_WHAT TO DO_.
1. Render this sentence from the post on robotics Docker workflows into Spanish: "Hot swaps rarely go as smoothly as expected."
2. Carry on writing the post on robotics Docker workflows from its final sentence.

_DOCUMENT SEGMENT_.
☆ ☆ ☆ ☆ ☆
ROBOTICS

Our Learnings on Real-world Robotics Docker Workflows

July 10, 2026

by

Martin Llofriu Alonso

In a previous post, we discussed a potential development and deployment workflow that uses development containers (devcontainers) as the primary unit of software encapsulation. In this approach, the development environment is encoded and tracked by a devcontainer. That container image is, in turn, reused as a deployment medium in the robot.

In this post, we share some of the lessons we’ve learned while working with this system.  We hope our challenges, successes, and the insights gained along the way can help others considering a similar approach.

Lesson #1: Treat Docker images as production software

When used as a build system, Docker images have implicit requirements. They need to support building the entire codebase, running all tests, and running any standalone application.

Thus, one should embrace Docker image implementations as any other software development process:

  • survey and document requirements,
  • manage changes over them,
  • aim at fulfilling them one at a time with incremental improvements

If you’re replacing an existing build system, avoid breaking changes until the new implementation is fully functional. Hot swaps rarely go as smoothly as expected.

Lesson #2: Easier pulled than built

Dockerfiles are easy to manage: they are lightweight text files that can be easily included in our repositories. Anyone with access to them and the Docker software can turn them into a working container, right?
☆ ☆ ☆ ☆ ☆
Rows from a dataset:
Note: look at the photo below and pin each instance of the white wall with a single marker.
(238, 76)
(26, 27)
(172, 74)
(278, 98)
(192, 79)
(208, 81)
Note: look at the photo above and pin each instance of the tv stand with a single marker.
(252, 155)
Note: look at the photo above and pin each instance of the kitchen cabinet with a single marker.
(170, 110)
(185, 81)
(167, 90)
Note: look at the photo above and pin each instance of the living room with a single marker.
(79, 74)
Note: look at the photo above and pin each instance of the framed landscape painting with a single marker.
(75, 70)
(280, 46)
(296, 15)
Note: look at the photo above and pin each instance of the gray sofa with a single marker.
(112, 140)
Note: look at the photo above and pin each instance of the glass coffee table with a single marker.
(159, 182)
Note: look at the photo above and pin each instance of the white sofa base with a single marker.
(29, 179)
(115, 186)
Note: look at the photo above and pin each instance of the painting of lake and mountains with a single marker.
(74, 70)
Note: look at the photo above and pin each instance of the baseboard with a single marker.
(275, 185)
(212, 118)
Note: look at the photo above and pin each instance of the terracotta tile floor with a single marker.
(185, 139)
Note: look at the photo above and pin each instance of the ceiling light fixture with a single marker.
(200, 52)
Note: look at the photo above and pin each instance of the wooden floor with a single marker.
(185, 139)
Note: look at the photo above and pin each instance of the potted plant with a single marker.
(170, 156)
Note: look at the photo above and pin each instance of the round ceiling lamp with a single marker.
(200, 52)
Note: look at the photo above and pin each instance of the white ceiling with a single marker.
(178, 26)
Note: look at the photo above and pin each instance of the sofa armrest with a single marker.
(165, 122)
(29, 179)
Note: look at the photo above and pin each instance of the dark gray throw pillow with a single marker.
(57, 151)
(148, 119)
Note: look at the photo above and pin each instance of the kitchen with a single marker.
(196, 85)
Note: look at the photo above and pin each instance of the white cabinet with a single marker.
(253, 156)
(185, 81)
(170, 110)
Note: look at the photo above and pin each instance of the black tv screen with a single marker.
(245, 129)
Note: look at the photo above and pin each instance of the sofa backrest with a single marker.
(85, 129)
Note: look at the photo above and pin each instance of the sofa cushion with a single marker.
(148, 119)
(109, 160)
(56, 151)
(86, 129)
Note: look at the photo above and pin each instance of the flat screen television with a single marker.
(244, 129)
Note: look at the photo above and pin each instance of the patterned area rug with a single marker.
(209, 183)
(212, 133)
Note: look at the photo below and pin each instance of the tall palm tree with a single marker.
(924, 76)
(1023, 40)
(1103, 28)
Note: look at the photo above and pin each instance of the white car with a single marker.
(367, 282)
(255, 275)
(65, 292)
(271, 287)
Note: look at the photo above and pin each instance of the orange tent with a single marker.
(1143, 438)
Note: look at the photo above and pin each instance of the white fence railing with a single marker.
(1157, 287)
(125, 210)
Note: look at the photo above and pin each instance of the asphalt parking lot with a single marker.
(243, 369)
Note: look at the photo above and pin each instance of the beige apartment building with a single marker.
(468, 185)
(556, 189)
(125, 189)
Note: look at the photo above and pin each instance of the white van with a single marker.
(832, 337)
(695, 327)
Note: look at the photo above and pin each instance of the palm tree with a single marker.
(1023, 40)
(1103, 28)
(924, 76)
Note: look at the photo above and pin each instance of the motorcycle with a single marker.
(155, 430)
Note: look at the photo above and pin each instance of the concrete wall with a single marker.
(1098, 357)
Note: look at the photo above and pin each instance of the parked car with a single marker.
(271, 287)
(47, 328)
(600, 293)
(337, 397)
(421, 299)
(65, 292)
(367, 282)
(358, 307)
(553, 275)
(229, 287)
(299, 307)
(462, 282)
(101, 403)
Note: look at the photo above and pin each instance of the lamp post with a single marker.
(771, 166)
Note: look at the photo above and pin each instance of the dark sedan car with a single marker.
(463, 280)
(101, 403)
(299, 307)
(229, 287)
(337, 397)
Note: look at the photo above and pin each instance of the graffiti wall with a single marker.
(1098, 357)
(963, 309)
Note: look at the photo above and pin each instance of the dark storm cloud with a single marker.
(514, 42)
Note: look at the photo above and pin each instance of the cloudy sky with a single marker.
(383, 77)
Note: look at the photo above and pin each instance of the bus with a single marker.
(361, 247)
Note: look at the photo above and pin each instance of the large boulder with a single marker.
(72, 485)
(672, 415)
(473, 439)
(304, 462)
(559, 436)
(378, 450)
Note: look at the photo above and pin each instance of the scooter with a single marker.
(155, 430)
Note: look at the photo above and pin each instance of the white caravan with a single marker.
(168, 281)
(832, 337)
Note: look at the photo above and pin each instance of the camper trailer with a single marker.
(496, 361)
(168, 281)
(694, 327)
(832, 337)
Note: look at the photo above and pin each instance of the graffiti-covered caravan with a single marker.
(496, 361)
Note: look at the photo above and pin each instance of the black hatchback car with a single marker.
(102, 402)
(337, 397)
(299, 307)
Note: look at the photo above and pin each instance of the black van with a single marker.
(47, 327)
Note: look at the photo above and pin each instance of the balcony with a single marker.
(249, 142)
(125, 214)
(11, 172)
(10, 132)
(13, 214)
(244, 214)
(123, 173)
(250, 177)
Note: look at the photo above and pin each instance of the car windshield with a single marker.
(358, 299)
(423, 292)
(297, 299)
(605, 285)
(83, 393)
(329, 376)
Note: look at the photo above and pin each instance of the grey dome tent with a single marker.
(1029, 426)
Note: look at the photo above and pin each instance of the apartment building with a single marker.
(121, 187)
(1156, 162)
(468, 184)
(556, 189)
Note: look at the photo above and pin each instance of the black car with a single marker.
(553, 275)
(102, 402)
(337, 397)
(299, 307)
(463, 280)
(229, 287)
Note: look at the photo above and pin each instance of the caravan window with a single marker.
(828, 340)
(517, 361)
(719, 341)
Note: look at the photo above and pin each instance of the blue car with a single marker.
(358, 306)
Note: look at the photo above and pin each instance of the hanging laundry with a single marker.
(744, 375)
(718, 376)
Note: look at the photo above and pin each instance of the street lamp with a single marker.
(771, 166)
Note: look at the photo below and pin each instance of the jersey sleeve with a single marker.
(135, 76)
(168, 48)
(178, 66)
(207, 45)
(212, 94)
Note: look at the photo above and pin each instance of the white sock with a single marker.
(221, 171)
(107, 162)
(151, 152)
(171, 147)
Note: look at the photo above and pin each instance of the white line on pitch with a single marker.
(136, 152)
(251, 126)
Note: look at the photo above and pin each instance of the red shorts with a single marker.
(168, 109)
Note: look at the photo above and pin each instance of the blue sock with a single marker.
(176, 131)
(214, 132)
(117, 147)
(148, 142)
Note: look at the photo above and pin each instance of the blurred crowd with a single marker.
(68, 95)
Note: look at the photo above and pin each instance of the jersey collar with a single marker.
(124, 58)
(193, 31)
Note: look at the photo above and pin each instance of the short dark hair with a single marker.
☆ ☆ ☆ ☆ ☆
_ANSWERS BY TASK_.
1. Los cambios en caliente rara vez salen tan bien como se espera.

2.
In practice, we have found that this is not always the case.

Docker builds take time and space (more on that later). They are also brittle, as they tend to depend on internet services, e.g. mirrors and indexes, being available and not banning you (I’m looking at you, raw.githubusercontent).

Not to mention end users with Windows and WSL setups…

If you rely on each end user building their own images, you will still maintain as many build configurations as you have developers, which defeats the purpose of using a devcontainer in the first place.

At the end of the day, Docker images are software too, and they're usually better served already compiled.

We want to build our container images in a centralized process and serve them to end users ready to use. A CI that builds the Docker image and pushes it to a registry is a good example. Users can simply download the latest precompiled image as a nicely wrapped gift.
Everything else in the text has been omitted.